TASK INSTRUCTIONS:
Edit the data below so that every occurrence of "innermost point" reads "central point", keeping everything else the same.

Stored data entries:
----------

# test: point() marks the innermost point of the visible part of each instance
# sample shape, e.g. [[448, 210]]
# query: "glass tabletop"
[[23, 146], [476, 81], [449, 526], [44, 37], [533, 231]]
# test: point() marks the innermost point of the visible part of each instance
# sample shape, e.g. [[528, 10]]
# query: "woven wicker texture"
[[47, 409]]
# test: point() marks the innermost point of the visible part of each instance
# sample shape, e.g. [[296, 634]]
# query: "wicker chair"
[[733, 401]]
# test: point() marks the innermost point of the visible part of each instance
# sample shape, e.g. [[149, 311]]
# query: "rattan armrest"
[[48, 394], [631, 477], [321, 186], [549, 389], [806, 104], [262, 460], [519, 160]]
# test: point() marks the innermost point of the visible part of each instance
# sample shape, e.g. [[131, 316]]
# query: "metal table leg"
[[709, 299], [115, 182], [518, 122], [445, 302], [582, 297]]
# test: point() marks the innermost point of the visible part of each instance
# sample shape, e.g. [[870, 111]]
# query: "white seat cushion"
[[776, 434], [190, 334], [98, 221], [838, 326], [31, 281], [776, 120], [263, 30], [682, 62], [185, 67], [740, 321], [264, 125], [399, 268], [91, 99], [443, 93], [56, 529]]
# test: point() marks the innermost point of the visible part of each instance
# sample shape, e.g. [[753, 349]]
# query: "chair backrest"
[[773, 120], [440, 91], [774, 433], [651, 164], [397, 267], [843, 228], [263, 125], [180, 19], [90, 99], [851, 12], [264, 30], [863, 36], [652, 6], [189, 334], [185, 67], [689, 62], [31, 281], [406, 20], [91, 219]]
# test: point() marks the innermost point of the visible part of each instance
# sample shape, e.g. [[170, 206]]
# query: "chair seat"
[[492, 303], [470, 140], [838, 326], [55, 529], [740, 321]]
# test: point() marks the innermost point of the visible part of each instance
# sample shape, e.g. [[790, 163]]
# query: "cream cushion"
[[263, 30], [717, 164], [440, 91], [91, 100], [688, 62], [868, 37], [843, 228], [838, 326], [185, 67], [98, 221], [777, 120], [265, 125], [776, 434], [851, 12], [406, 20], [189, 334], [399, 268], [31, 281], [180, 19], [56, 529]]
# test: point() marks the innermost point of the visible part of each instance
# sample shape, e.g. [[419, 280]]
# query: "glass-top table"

----------

SOLUTION:
# test: point() marks the central point of the visible part of each instance
# sample shape, e.g. [[448, 210]]
# query: "glass tabletop"
[[23, 146], [476, 81], [449, 526], [44, 37], [533, 231]]
# test: point() marks the central point of the visible part of each instance
# sample shape, e.g. [[528, 10]]
# query: "woven wicker texture"
[[47, 409]]
# test: point() marks the central point of the visible part of each instance
# sample shape, e.g. [[296, 634]]
# query: "wicker chair"
[[733, 401]]
# test: point() marks the central point of the visible part of each instance
# sample shape, e.g. [[149, 311]]
# query: "rattan armrest"
[[48, 394], [631, 477], [321, 186], [549, 389], [806, 104], [262, 460], [519, 160]]
# test: point() marks the central point of the visible part of each instance
# sample shape, e.g. [[131, 316]]
# query: "metal table leg"
[[709, 299], [115, 182], [518, 122], [445, 302], [582, 297]]
# test: point() marks the central point of the visible part of each instance
# sample shape, e.g. [[870, 111]]
# query: "white seat cushion"
[[776, 434], [190, 334], [98, 221], [838, 326], [31, 281], [776, 120], [263, 30], [682, 62], [185, 67], [740, 321], [264, 125], [399, 268], [91, 99], [443, 93], [56, 529]]
# test: point() marks the central point of the visible part of each instance
# sample shape, e.g. [[753, 349]]
# query: "chair backrest"
[[773, 120], [440, 91], [774, 433], [651, 164], [397, 267], [843, 228], [263, 125], [180, 19], [90, 99], [851, 12], [264, 30], [863, 36], [652, 6], [189, 334], [185, 67], [689, 62], [31, 281], [406, 20], [91, 219]]
# test: point() marks the central point of the visible part of each instance
# sample shape, e.g. [[170, 206]]
# query: "chair seat"
[[492, 303], [470, 140], [838, 326], [55, 529], [740, 321]]
# test: point() marks the central point of the visible part of each instance
# sample shape, e.g. [[790, 163]]
# query: "cream cushion"
[[263, 30], [717, 164], [440, 91], [91, 100], [688, 62], [868, 37], [843, 228], [838, 326], [185, 67], [98, 221], [777, 120], [265, 125], [776, 434], [851, 12], [406, 20], [189, 334], [399, 268], [31, 281], [180, 19], [56, 529]]
# test: point() marks the central point of the visible part of each instance
# sample shape, e.g. [[419, 280]]
# query: "glass-top table"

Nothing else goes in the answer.